– Что собой представляют белорусские профсоюзы, которых, очевидно, всерьёз испугался Александр Лукашенко?
– Федерация профсоюзов Белоруссии является наследницей республиканского совета профессиональных союзов, существовавшего в советские годы. И он являлся частью системы Всесоюзного центрального совета профессиональных союзов (ВЦСПС). При этом ещё в самом начале 1990-х годов, особенно после апрельской забастовки 1991 года, начали формироваться независимые профсоюзы. Так появились Свободный профсоюз металлистов и Профсоюз работников радиоэлектронной промышленности (РЭП), преобразовавшиеся из старых советских профсоюзов. Они существуют вне Федерации профсоюзов Белоруссии и входят в Белорусский конгресс демократических профсоюзов (БКДП). В него входят также Независимый профсоюз Белоруссии и Свободный профсоюз Белоруссии. Всего четыре. Два эволюционировали из советских, два появились уже в постсоветское время.
– И какие у них отношения с властью?
– БКДП находится под сильным давлением Лукашенко, особенно после того, как он в 1996 году жёстко подавил забастовку в Минском метро. При этом сейчас, в ситуации общественного подъёма, начался выход людей из Федерации профсоюзов Белоруссии, поскольку у неё сильна связь с властью. Такую связь подтверждает тот факт, что назначенный, по сути, председатель ФПБ Михаил Орда являлся руководителем избирательного штаба Лукашенко.
И президент (или, как говорят в Беларуси, «пересидент») отреагировал на начало волнений на промышленных предприятиях попытками заигрывания с рабочими. Он приехал на Минский завод колёсных тягачей и выступил перед людьми. Правда, выступление своё он построил бездарно. Вместо того чтобы попытаться услышать людей, Лукашенко только говорил сам. И ему, конечно, неприятно было слышать «уходи!», доносившееся из толпы. Лукашенко считал рабочих одной их своих опор, но ошибся. Рабочий класс худо-бедно подкармливали, но при этом жёстко защемили его права. Надо сказать, что в Белоруссии существуют совершенно безобразные нормы Трудового кодекса, принятого как раз при Лукашенко. И его, наверное, сейчас сильно пугает то, что происходит на предприятиях.

▶ _ПОСТАВЛЕННАЯ ЗАДАЧА_
Перепишите фрагмент интервью о белорусских профсоюзах от слов «И президент (или, как» и вплоть до слов «происходит на предприятиях.», подставив «неумело» вместо «бездарно». Данные здесь не понадобятся.

▶ _ПРЕДОСТАВЛЕННЫЕ ДАННЫЕ_
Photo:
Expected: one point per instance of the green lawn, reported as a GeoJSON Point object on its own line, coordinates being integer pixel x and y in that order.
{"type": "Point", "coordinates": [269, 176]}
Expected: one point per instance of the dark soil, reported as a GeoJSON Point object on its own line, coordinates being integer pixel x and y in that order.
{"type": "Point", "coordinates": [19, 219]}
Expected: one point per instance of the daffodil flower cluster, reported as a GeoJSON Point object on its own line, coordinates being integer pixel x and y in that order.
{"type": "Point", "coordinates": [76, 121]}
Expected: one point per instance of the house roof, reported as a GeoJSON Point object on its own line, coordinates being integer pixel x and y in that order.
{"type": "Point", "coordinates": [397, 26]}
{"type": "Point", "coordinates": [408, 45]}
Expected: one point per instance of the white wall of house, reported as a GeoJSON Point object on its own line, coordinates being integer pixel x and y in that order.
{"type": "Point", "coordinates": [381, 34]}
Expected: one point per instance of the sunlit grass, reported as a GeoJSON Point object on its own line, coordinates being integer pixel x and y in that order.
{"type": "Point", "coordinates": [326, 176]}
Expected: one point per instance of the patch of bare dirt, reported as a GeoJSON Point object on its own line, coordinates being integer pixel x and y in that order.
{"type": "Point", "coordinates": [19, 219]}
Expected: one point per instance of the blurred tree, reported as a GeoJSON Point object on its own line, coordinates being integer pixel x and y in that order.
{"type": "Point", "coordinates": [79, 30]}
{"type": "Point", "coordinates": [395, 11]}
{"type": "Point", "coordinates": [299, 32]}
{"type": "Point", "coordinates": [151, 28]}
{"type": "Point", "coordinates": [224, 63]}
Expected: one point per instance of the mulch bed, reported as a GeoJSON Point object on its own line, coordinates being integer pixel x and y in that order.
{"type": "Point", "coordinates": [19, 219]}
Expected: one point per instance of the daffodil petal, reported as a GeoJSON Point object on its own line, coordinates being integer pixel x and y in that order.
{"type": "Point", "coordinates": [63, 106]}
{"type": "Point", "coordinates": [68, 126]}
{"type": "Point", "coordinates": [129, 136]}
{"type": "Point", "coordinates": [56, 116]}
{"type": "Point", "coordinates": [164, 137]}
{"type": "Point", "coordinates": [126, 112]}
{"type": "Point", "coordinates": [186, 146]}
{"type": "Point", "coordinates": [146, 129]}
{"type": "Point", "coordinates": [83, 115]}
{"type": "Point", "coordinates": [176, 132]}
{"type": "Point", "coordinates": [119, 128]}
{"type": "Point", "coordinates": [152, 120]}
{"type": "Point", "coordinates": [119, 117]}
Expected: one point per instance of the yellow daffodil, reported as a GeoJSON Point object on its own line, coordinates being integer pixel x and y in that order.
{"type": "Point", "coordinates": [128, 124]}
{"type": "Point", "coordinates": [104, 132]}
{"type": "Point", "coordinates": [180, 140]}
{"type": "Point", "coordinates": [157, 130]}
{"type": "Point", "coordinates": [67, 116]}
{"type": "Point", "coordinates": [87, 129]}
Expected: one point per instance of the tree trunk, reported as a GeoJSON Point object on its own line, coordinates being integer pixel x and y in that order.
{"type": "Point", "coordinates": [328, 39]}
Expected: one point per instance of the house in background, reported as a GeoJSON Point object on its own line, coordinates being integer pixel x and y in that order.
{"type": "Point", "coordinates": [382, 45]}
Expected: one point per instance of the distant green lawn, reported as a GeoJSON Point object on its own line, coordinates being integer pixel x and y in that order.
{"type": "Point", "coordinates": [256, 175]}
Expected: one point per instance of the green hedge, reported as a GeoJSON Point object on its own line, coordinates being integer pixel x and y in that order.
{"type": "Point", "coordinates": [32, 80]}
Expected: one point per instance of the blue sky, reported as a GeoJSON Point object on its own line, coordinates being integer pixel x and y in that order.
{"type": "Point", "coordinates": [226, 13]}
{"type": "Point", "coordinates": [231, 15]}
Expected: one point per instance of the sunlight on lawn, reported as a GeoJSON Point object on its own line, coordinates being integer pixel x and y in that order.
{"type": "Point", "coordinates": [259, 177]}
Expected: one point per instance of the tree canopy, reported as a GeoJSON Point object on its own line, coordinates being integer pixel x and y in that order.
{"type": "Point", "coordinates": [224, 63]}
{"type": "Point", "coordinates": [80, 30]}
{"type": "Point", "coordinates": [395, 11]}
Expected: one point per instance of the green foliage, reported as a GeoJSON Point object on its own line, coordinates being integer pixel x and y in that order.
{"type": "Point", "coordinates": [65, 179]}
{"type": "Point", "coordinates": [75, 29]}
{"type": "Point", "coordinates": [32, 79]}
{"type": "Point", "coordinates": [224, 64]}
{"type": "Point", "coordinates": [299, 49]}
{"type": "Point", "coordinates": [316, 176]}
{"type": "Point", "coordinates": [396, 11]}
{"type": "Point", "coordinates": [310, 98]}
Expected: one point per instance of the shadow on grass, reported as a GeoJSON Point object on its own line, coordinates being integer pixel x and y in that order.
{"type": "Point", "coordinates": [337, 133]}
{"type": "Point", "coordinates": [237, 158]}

▶ _РЕШЕНИЕ ЗАДАЧИ_
И президент (или, как говорят в Беларуси, «пересидент») отреагировал на начало волнений на промышленных предприятиях попытками заигрывания с рабочими. Он приехал на Минский завод колёсных тягачей и выступил перед людьми. Правда, выступление своё он построил неумело. Вместо того чтобы попытаться услышать людей, Лукашенко только говорил сам. И ему, конечно, неприятно было слышать «уходи!», доносившееся из толпы. Лукашенко считал рабочих одной их своих опор, но ошибся. Рабочий класс худо-бедно подкармливали, но при этом жёстко защемили его права. Надо сказать, что в Белоруссии существуют совершенно безобразные нормы Трудового кодекса, принятого как раз при Лукашенко. И его, наверное, сейчас сильно пугает то, что происходит на предприятиях.